▶ **Problem details**
Reproduce the records below in full, replacing each occurrence of "Help me locate" with "Please identify" and leaving everything else unaltered.

▶ **Supplied material**
# # # #

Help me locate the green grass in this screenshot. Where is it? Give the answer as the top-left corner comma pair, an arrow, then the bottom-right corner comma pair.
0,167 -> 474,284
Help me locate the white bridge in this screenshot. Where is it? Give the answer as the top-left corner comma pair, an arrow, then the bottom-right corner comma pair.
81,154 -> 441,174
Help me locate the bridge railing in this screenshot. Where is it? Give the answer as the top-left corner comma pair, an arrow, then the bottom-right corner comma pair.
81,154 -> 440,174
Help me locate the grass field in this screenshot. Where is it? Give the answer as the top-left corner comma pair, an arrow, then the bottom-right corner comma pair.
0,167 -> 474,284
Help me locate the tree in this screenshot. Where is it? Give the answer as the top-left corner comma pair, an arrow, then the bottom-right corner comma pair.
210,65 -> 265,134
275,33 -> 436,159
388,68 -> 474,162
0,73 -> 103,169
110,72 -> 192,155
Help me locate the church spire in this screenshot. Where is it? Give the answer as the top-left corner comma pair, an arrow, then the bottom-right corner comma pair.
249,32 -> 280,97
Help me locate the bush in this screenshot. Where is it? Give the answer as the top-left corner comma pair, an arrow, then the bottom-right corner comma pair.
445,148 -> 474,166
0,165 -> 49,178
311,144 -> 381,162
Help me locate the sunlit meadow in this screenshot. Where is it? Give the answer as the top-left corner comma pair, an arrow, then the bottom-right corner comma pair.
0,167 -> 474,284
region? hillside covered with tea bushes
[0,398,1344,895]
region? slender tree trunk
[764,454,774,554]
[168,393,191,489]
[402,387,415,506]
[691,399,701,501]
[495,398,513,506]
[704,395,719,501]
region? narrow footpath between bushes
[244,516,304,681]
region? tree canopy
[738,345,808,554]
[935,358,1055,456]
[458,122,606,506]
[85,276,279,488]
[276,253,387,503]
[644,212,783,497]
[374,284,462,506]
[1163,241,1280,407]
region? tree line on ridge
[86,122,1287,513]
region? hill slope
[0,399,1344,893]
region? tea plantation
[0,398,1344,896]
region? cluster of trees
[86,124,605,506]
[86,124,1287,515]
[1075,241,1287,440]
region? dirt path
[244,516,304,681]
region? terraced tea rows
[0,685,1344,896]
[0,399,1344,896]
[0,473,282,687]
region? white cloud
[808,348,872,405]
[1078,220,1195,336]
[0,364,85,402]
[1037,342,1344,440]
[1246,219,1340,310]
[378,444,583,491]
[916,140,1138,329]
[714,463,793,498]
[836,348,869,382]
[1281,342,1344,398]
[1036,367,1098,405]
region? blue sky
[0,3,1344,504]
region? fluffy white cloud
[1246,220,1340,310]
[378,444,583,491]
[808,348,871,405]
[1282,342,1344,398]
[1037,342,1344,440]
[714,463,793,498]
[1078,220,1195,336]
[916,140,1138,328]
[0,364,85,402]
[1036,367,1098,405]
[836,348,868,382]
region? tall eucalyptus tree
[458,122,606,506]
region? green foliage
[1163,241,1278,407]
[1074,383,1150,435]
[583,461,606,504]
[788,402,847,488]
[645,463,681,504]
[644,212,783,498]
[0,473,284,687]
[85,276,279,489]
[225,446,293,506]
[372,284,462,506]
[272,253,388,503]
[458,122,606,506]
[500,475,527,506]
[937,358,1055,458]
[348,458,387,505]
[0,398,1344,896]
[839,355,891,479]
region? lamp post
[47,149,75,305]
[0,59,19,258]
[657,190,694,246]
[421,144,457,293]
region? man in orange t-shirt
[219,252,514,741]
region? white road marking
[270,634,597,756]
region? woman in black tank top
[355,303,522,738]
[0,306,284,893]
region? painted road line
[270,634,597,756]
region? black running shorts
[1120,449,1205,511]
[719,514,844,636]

# # # #

▶ **Result of this task**
Please identify the green grass in this screenshot. Where is it? Give the answer as the top-left corner comma pair, an arrow, then the bottom-right corner comma pair.
0,167 -> 474,284
Please identify the white bridge in this screenshot. Where is it? Give the answer as the top-left corner comma pair, an arrow, then the bottom-right corner comma pair.
81,154 -> 441,174
Please identify the bridge railing in this screenshot. Where is it? Give the answer as the top-left corner comma pair, an arrow, then the bottom-right corner comma pair.
81,154 -> 440,174
Please identify the grass field in this screenshot. Where is it? Give the answer as the top-left corner comma pair, an arrow, then the bottom-right corner comma pair.
0,167 -> 474,284
Please identify the tree in this screenshot. Where is it? Give the answer as the top-left corner comma pair, an arrow, then the bottom-right corner comma pair.
210,65 -> 265,134
275,33 -> 436,159
388,68 -> 474,162
0,73 -> 103,169
110,72 -> 192,155
Please identify the church spire in this screenshot. Where is it? Give the answer as the top-left corner comma pair, an arrow, then the bottom-right corner comma pair.
249,32 -> 280,97
Please identify the bush in this screenshot. Where is it? Give the answer as the top-left corner comma pair, an arrow, then the bottom-right corner comma pair.
445,148 -> 474,166
0,165 -> 49,178
311,144 -> 381,162
Please identify the sunlit meadow in this screenshot. Where is it? Give the answer as the top-left corner comma pair, an arrow, then the bottom-right corner comma pair.
0,167 -> 474,284
region? hillside covered with tea bushes
[0,398,1344,895]
region? slender tree trunk
[764,454,774,554]
[168,393,191,489]
[402,387,415,506]
[691,399,701,501]
[495,398,513,506]
[704,395,719,501]
region? narrow footpath between bushes
[244,516,304,681]
region? tree canopy
[738,345,808,554]
[935,358,1055,456]
[458,122,606,506]
[85,276,279,488]
[276,253,387,503]
[644,212,783,497]
[374,284,462,506]
[1163,241,1280,407]
region? tree line on ridge
[86,122,1287,513]
region? hill slope
[0,399,1344,893]
region? tea plantation
[0,398,1344,896]
region? cluster of trees
[86,124,605,506]
[86,124,1287,515]
[1075,241,1287,440]
region? dirt path
[244,516,304,681]
region? terraced tea rows
[0,685,1344,896]
[0,399,1344,896]
[0,473,282,687]
region? white cloud
[808,348,872,405]
[1078,220,1195,336]
[0,364,85,402]
[1037,342,1344,440]
[1246,219,1340,310]
[378,444,583,491]
[916,140,1138,329]
[714,463,793,498]
[836,348,869,382]
[1281,342,1344,398]
[1036,367,1098,405]
region? blue sky
[0,3,1344,504]
region? fluffy white cloud
[1246,220,1340,310]
[378,444,583,491]
[808,348,871,405]
[1282,342,1344,398]
[1037,342,1344,440]
[714,463,793,498]
[1078,220,1195,336]
[916,140,1138,328]
[0,364,85,402]
[1036,367,1098,405]
[836,348,868,382]
region? tall eucalyptus tree
[458,122,606,506]
region? green foliage
[1163,241,1278,407]
[1074,383,1150,435]
[583,461,606,504]
[788,402,847,488]
[645,463,681,504]
[644,212,783,498]
[0,473,284,687]
[85,276,279,489]
[225,446,293,506]
[372,284,462,506]
[272,253,388,503]
[458,122,606,506]
[500,475,527,506]
[937,358,1055,458]
[348,458,387,505]
[0,398,1344,896]
[839,355,891,479]
region? lamp post
[47,149,75,305]
[0,59,19,258]
[657,190,694,246]
[421,144,457,293]
region? man in orange t-shirt
[219,252,514,741]
region? white road marking
[270,634,597,756]
region? woman in black tank top
[355,303,522,738]
[0,306,284,893]
region? painted road line
[270,634,597,756]
region? black running shorts
[1120,449,1205,511]
[719,514,844,636]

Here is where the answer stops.